→ **PROBLEM TO SOLVE**
Could you copy the listing below line for line, leaving out the pictures?

----------------

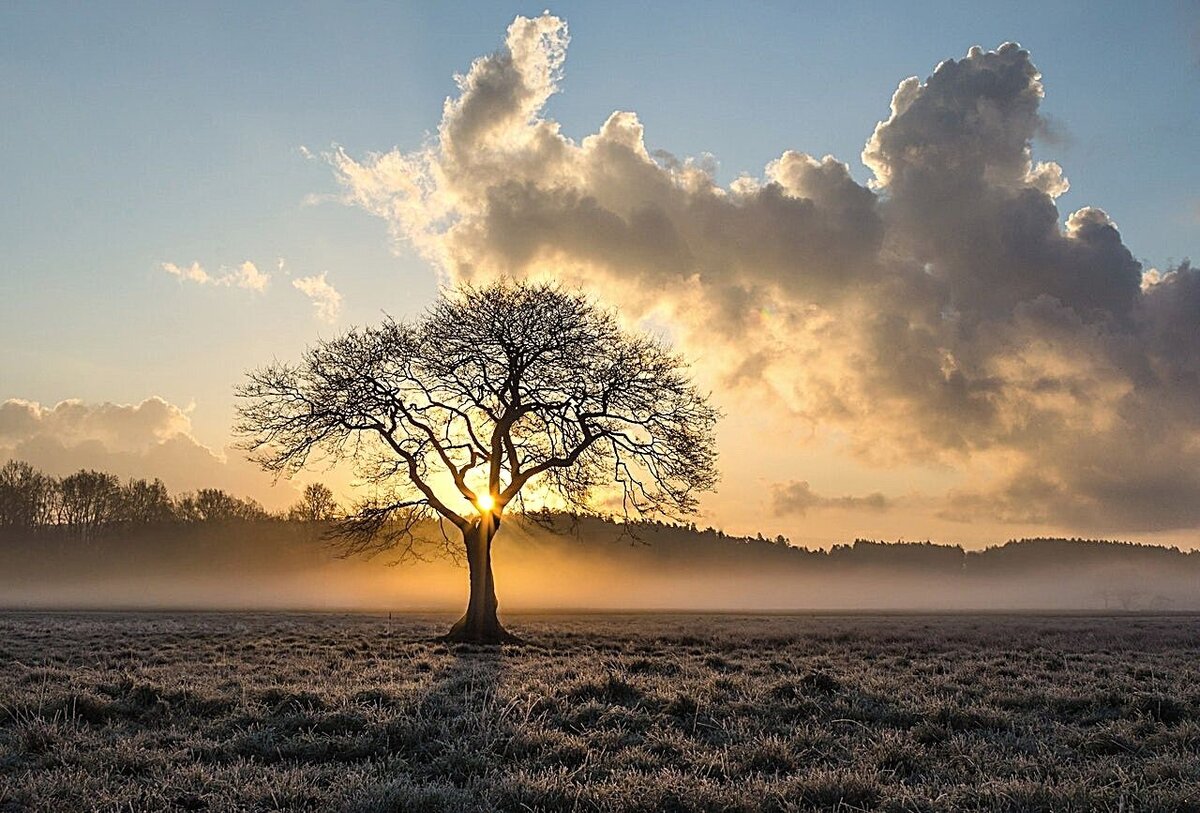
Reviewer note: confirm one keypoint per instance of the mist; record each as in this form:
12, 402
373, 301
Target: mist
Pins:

----------------

→ **RESPONSE TO THE EXERCISE**
Reviewer note: confirm one keypoint per instance of the mist; record each as in this form:
12, 402
373, 301
Target: mist
Pins:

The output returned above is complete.